**TASK INSTRUCTIONS**.
1. Reproduce the passage of the IndexCache note that opens with the words containing "# GML5 IndexCache" and closes with "O(L²) → O(Lk).".
2. Answer these questions using the IndexCache note.
(a) Which two institutions does the IndexCache note credit for the IndexCache paper?
(b) What value of k does the lightning indexer use when it picks the top-k tokens?
(c) What total cost does the indexer reach across N layers?

**SELECTED EXTRACT**.
________

# GML5 IndexCache

> Source: <https://dev.to/mahendra4/gml5-indexcache-10nf>
> Published: 2026-06-30 03:42:43+00:00

*Notes from my notebook on GLM-5.2 / DeepSeek Sparse Attention (DSA), reconstructed from the IndexCache paper (Bai, Dong et al., Tsinghua + Z.ai, 2026) — the mechanism behind GLM-5.2's "IndexShare."*

DSA's whole pitch is: don't do full O(L²) attention, instead let a cheap **lightning indexer** look at all preceding tokens and pick the top-k (k=2048) that actually matter, then do real attention only on those. That drops core attention from O(L²) → O(Lk).

Great — except I missed this the first time I read DSA: **the indexer itself is still O(L²)**. It has to score every preceding token against the query to decide who's in the top-k. So across N layers you've traded one O(L²) cost for N separate O(L²) costs — total O(NL²). At long context this *indexer* becomes the dominant cost, not the attention it was supposed to fix.

________

Entries from a point annotation set
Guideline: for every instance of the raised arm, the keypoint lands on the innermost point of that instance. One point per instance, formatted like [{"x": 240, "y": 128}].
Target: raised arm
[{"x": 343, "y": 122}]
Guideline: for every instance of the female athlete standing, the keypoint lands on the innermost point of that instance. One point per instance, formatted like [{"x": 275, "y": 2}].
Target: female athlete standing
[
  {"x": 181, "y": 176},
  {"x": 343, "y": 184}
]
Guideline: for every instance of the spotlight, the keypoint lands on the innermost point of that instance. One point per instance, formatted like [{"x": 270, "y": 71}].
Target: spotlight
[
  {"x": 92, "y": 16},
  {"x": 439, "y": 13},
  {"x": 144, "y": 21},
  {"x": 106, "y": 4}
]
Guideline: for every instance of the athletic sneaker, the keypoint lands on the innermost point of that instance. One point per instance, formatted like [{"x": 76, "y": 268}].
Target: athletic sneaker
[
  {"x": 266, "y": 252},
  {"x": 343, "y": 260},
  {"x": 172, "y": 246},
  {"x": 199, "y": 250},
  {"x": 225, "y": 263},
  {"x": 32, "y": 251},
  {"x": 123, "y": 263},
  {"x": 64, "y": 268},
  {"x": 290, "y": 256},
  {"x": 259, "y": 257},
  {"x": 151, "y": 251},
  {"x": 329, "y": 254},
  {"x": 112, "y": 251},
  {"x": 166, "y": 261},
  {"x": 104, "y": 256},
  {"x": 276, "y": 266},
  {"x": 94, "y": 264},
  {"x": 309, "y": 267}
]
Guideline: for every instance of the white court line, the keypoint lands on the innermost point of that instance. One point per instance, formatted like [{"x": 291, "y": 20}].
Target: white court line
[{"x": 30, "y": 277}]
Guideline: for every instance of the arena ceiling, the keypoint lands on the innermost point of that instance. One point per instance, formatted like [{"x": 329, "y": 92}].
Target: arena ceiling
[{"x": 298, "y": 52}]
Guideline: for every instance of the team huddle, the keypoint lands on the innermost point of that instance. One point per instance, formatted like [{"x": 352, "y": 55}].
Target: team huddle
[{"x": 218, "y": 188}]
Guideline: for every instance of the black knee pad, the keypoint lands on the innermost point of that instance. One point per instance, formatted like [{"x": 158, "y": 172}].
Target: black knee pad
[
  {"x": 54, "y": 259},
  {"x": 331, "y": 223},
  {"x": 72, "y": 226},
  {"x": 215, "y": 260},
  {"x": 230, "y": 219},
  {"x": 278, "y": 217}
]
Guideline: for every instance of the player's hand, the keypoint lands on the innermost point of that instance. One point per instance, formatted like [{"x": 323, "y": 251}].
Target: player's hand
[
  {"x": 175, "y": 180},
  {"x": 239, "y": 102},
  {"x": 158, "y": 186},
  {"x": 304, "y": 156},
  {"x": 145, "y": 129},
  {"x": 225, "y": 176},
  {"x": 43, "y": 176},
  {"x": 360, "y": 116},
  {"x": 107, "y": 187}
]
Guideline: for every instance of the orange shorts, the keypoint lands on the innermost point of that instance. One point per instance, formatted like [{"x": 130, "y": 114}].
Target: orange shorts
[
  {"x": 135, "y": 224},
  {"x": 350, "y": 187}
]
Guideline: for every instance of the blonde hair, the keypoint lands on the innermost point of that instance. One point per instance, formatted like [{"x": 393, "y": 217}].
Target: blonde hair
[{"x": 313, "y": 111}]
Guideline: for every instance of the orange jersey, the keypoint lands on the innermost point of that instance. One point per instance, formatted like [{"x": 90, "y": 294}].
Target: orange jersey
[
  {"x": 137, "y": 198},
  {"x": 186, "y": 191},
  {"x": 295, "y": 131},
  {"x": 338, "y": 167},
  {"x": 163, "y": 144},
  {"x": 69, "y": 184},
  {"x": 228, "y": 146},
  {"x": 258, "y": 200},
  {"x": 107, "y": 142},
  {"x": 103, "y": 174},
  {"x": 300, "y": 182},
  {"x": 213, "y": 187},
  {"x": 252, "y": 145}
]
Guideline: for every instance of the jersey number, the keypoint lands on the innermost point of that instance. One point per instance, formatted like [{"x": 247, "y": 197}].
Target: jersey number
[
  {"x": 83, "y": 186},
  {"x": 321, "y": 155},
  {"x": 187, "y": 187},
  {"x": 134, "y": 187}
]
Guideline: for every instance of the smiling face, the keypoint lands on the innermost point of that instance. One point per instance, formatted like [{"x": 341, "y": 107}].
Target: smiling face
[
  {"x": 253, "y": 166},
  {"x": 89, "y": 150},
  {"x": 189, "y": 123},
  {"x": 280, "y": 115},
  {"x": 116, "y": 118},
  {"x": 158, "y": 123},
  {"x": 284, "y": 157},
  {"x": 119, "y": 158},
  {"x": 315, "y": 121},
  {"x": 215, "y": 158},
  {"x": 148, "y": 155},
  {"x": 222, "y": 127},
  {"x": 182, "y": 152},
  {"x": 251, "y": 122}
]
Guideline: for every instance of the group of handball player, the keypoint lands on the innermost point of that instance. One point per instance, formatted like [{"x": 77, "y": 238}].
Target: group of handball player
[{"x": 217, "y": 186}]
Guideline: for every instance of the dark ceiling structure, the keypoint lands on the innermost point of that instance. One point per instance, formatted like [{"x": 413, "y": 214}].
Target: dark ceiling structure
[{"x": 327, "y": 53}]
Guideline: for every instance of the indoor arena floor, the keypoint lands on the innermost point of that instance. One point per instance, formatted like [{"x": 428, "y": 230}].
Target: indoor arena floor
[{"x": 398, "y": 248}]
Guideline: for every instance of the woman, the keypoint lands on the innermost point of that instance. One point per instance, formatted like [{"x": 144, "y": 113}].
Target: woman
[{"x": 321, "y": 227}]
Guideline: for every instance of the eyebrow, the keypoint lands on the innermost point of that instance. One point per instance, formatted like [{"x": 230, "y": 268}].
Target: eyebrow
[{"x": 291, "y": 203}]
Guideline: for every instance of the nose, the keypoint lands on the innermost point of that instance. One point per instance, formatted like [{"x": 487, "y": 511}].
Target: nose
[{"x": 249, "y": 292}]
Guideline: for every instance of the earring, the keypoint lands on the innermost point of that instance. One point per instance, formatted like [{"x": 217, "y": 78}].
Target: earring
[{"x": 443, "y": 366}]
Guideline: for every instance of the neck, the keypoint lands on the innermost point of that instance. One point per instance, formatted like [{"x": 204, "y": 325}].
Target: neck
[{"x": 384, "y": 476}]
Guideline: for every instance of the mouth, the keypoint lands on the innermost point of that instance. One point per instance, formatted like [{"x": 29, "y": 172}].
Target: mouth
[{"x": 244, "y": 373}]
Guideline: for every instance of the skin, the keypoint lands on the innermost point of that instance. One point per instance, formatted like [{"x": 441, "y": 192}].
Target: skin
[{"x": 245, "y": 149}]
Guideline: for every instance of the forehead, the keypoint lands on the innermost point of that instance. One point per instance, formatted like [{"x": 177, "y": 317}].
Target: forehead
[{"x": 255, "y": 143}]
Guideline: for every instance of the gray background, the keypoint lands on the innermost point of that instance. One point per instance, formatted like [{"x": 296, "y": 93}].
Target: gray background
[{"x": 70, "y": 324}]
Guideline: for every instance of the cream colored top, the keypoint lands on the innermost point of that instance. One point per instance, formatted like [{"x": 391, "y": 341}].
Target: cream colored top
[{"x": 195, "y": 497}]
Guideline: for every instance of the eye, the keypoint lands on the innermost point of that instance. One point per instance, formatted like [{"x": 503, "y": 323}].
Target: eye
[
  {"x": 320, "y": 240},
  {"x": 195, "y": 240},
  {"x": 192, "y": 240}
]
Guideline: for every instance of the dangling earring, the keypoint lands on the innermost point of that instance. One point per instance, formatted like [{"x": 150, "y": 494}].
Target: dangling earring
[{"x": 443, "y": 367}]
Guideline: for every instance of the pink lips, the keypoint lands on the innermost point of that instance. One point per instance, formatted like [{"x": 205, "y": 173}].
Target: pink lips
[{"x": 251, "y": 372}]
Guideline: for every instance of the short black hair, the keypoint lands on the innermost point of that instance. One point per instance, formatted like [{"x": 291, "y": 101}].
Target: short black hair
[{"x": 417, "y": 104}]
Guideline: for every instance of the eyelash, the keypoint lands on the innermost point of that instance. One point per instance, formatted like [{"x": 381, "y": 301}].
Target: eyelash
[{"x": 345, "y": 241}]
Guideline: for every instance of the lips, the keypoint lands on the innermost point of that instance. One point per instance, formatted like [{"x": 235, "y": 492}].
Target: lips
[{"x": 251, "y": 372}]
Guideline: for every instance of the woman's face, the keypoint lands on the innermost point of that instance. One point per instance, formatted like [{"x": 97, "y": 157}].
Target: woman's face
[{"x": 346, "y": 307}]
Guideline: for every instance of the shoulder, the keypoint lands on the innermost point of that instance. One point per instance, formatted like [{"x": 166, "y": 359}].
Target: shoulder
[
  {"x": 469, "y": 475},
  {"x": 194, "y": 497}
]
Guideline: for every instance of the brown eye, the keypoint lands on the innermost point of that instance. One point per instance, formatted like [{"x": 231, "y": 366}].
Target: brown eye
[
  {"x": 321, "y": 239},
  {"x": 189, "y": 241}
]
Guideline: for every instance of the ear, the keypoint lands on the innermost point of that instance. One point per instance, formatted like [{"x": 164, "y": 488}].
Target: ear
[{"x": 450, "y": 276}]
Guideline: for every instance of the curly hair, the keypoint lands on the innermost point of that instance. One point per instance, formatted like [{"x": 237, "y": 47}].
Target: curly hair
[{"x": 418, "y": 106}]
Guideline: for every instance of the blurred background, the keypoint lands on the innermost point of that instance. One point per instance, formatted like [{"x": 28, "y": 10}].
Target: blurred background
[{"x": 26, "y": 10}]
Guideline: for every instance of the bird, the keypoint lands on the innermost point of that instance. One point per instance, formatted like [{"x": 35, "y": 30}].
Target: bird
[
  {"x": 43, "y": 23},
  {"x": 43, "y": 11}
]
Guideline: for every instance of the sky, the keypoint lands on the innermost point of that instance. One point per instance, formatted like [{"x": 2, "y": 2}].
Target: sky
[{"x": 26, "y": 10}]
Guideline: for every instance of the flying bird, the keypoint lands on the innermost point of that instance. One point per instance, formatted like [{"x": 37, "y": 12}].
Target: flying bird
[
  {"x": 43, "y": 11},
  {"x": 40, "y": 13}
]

________

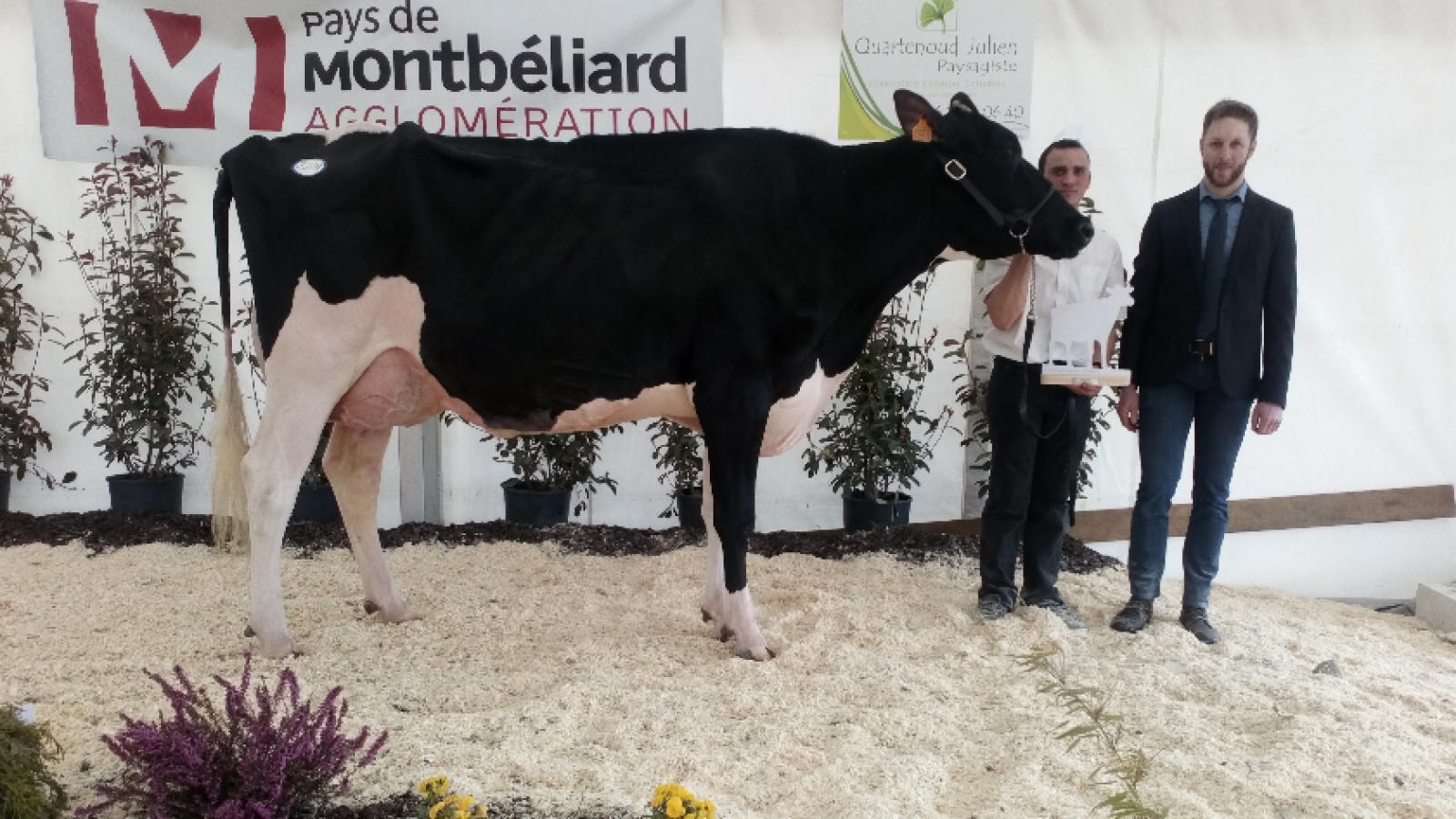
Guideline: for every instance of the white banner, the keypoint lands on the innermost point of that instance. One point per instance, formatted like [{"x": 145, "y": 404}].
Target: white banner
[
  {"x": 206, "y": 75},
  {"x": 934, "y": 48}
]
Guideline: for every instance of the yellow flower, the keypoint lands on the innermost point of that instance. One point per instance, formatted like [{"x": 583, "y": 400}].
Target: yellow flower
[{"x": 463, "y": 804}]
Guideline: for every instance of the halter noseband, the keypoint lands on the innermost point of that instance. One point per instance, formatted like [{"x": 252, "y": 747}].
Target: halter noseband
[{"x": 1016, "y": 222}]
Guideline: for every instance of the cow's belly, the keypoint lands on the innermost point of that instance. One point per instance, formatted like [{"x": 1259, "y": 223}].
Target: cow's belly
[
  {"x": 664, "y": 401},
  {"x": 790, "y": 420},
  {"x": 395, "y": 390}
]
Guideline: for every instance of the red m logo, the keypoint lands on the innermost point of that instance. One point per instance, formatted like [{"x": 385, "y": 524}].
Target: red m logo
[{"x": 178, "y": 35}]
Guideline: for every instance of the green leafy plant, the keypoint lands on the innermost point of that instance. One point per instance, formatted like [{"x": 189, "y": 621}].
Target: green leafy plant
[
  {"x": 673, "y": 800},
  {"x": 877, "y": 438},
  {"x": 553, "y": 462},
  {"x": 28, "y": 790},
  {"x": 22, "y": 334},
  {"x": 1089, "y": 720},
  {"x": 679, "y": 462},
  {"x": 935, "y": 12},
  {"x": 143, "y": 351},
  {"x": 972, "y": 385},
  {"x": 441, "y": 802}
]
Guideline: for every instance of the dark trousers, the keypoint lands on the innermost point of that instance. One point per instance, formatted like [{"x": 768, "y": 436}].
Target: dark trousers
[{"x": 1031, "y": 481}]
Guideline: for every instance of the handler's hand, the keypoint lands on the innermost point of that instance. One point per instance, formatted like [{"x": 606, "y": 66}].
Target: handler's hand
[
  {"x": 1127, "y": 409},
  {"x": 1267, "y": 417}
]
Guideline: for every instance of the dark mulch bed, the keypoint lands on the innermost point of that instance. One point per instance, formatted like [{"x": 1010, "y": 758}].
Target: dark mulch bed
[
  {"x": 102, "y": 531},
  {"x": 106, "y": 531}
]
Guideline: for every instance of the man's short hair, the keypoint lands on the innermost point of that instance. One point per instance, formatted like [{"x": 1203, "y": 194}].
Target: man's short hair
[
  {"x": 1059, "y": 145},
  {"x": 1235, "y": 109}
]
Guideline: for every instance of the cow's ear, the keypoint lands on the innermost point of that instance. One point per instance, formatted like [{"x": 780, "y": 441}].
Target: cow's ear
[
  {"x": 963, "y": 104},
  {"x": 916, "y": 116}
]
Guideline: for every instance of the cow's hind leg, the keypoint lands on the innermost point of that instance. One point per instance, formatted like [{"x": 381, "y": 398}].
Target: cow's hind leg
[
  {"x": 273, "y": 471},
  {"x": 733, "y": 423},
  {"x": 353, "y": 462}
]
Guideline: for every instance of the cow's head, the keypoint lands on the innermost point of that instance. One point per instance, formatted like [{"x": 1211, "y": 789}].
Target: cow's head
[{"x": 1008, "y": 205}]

________

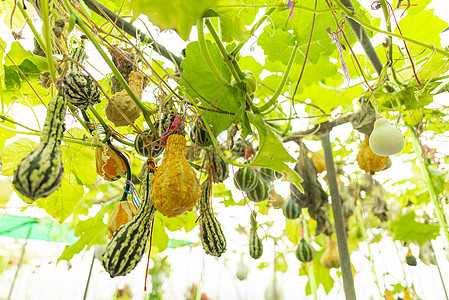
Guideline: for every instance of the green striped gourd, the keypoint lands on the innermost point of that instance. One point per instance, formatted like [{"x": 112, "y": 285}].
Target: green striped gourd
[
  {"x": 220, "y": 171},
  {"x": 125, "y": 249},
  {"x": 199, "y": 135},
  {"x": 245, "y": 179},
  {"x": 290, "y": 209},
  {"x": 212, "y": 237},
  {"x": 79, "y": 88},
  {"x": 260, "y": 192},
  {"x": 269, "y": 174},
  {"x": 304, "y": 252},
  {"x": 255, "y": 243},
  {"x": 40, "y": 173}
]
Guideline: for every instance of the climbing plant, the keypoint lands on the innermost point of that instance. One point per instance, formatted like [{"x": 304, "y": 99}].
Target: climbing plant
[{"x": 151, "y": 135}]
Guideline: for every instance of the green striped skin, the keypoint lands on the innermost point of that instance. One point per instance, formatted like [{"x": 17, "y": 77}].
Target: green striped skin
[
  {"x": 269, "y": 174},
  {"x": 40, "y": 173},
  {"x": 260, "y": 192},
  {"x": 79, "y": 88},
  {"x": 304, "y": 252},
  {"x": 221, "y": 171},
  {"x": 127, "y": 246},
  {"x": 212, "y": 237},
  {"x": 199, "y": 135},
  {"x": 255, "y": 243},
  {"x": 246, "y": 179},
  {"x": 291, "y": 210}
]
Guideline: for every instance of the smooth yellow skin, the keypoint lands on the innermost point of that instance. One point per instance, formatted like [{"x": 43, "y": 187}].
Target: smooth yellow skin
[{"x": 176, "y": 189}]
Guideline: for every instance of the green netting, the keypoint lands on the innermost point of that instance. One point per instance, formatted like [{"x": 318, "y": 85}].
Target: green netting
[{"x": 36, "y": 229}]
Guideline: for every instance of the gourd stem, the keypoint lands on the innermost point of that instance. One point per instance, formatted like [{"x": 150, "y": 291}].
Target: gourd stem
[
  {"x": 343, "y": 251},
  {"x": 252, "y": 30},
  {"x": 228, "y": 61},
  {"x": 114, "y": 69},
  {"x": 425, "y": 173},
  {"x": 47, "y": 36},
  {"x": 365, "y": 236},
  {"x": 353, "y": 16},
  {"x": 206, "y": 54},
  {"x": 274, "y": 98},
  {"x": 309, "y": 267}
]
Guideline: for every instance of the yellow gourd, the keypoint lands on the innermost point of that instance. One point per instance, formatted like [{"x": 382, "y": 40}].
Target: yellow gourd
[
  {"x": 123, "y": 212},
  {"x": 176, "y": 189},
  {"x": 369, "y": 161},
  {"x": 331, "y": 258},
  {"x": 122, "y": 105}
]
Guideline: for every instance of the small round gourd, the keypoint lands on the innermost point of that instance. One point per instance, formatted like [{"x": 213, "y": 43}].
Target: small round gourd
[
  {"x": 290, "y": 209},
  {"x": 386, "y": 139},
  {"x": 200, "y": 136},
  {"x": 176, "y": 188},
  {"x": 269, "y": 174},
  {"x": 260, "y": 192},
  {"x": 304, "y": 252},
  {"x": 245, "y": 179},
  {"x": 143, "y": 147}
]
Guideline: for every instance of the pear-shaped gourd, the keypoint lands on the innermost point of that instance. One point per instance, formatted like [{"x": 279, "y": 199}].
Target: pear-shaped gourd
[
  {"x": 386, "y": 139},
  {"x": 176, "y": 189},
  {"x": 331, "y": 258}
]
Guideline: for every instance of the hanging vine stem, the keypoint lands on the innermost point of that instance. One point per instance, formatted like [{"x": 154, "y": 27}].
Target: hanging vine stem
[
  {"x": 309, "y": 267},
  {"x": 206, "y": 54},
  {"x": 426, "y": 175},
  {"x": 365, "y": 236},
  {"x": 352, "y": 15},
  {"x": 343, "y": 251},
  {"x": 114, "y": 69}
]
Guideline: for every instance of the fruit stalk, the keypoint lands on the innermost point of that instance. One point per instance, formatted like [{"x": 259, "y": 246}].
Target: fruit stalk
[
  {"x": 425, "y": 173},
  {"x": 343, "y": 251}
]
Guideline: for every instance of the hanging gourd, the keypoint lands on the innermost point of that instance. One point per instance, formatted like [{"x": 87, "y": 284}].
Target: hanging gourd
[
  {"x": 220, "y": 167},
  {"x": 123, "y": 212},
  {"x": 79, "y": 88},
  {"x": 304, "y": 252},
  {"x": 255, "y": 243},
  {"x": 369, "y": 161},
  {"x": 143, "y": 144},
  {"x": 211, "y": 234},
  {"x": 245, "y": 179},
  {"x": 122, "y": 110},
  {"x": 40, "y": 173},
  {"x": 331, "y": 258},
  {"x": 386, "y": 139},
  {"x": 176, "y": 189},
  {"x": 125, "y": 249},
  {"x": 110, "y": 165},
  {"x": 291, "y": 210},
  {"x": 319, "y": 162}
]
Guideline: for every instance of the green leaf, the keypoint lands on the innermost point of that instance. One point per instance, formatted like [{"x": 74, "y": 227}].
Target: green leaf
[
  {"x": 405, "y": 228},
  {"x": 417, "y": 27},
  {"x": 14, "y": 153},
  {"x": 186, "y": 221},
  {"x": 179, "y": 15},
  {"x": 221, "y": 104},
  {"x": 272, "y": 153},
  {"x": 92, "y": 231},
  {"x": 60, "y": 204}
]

________

**OUTPUTS FOR THE TASKS**.
1.
# GML5 IndexCache

> Source: <https://dev.to/mahendra4/gml5-indexcache-10nf>
> Published: 2026-06-30 03:42:43+00:00

*Notes from my notebook on GLM-5.2 / DeepSeek Sparse Attention (DSA), reconstructed from the IndexCache paper (Bai, Dong et al., Tsinghua + Z.ai, 2026) — the mechanism behind GLM-5.2's "IndexShare."*

DSA's whole pitch is: don't do full O(L²) attention, instead let a cheap **lightning indexer** look at all preceding tokens and pick the top-k (k=2048) that actually matter, then do real attention only on those. That drops core attention from O(L²) → O(Lk).

2.
(a) Tsinghua and Z.ai
(b) 2048
(c) O(NL²)